RECORDS FOR THE TASK:
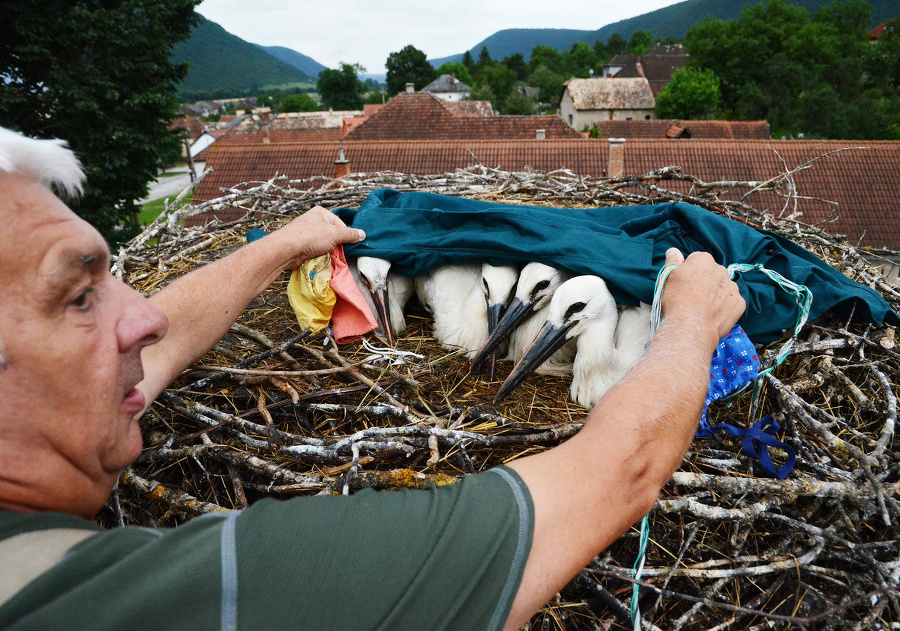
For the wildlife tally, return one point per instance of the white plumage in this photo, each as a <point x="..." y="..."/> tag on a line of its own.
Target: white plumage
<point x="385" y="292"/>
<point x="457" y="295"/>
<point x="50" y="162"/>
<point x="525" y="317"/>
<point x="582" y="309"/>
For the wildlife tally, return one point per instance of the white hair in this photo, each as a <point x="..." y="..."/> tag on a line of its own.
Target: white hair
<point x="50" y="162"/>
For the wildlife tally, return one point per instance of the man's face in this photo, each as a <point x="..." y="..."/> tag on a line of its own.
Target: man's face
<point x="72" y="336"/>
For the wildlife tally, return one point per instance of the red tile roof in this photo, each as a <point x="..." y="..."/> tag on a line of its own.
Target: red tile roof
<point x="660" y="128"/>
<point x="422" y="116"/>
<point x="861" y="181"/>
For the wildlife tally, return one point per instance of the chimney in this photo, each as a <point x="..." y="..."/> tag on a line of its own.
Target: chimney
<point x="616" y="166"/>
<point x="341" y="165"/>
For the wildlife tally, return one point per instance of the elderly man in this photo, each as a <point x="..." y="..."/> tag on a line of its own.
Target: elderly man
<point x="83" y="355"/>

* * *

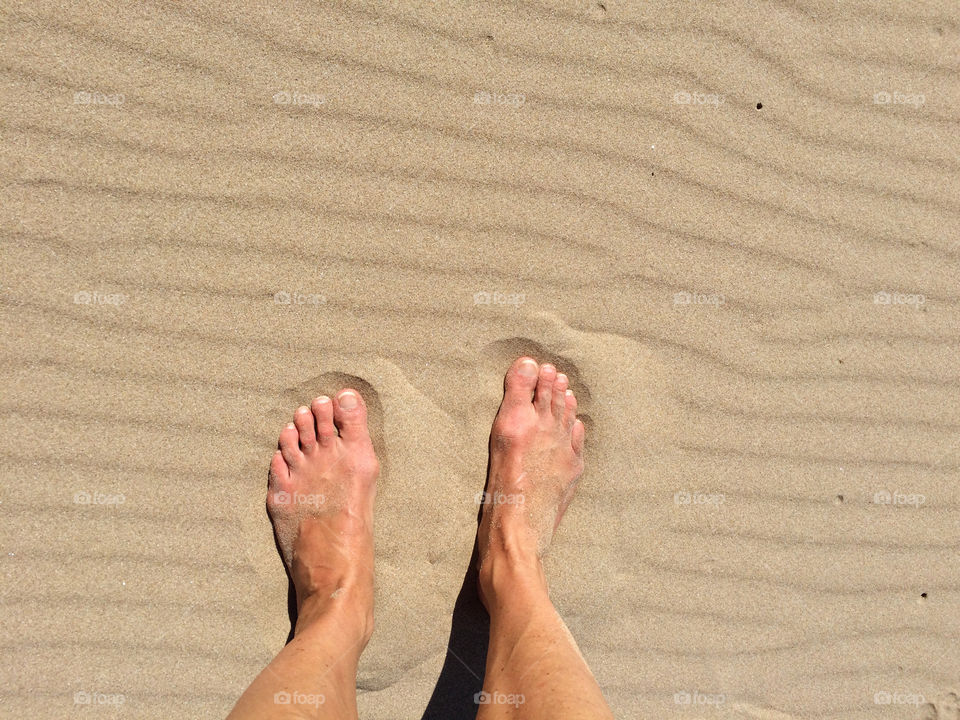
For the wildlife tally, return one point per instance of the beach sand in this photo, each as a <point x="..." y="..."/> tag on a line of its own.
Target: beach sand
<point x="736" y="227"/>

--

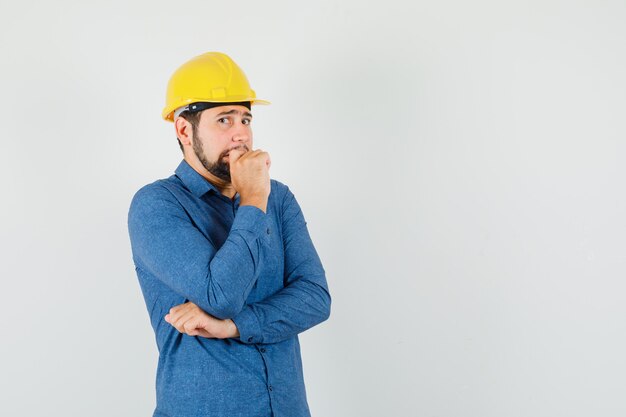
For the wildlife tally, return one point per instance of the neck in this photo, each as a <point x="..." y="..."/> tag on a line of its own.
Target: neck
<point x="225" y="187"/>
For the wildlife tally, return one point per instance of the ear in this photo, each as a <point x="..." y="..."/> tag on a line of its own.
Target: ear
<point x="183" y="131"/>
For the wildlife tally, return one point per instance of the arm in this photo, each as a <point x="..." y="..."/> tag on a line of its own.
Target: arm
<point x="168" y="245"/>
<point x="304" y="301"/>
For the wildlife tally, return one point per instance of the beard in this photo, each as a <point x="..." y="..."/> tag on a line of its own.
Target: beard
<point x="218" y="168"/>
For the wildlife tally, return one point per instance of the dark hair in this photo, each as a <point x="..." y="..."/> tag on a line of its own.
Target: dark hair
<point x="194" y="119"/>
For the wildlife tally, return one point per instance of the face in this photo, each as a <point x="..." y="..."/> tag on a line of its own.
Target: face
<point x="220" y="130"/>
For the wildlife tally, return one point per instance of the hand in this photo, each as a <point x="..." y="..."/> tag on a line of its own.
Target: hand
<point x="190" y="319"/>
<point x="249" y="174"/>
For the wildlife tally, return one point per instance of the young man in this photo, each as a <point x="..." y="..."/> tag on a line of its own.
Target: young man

OBJECTIVE: Rescale the records from the line containing "of the neck" through the line containing "Target: young man", both included, and write out every line in that stretch, requests too. Multiply each x and y coordinate in the answers by 1.3, round to the nearest whole number with halves going up, leave the requests unchanged, and give only these lines.

RESULT:
For the wildlife tally, return one point per instance of the neck in this photo, each as a <point x="..." y="..."/> tag on a line of its own.
Target: neck
<point x="293" y="243"/>
For the wildlife tally, return one point per instance of the ear in this photo, each as a <point x="..." y="..."/> tag on a line of its own.
Target: ear
<point x="238" y="170"/>
For the wildlife tally, return one point per instance of the arm in this photo, each as a <point x="..." y="..."/> tag on a line of its own.
Target: arm
<point x="218" y="319"/>
<point x="395" y="391"/>
For the wildlife tally, return one point per instance of the beard in this photo, each as a <point x="..." y="..."/> tag on a line of its own.
Target: beard
<point x="283" y="218"/>
For the wildlife tally, return one point per instance of the dark hair in this photo, each as a <point x="..." y="..."/> tag on a line of its own.
Target: dark hair
<point x="252" y="155"/>
For the wildlife tally, return one point per instance of the face in this photo, each as a <point x="..." y="..."/> tag on a line of its own.
Target: face
<point x="286" y="169"/>
For the wildlife tally, return one point per instance of the hand in this photo, each as a <point x="..." y="..."/> tag on a line of its own.
Target: hand
<point x="247" y="415"/>
<point x="324" y="226"/>
For the wildlife tally, return one point per instance of the young man in this photo, each as a <point x="..." y="..."/> tag on a line of its own.
Target: young man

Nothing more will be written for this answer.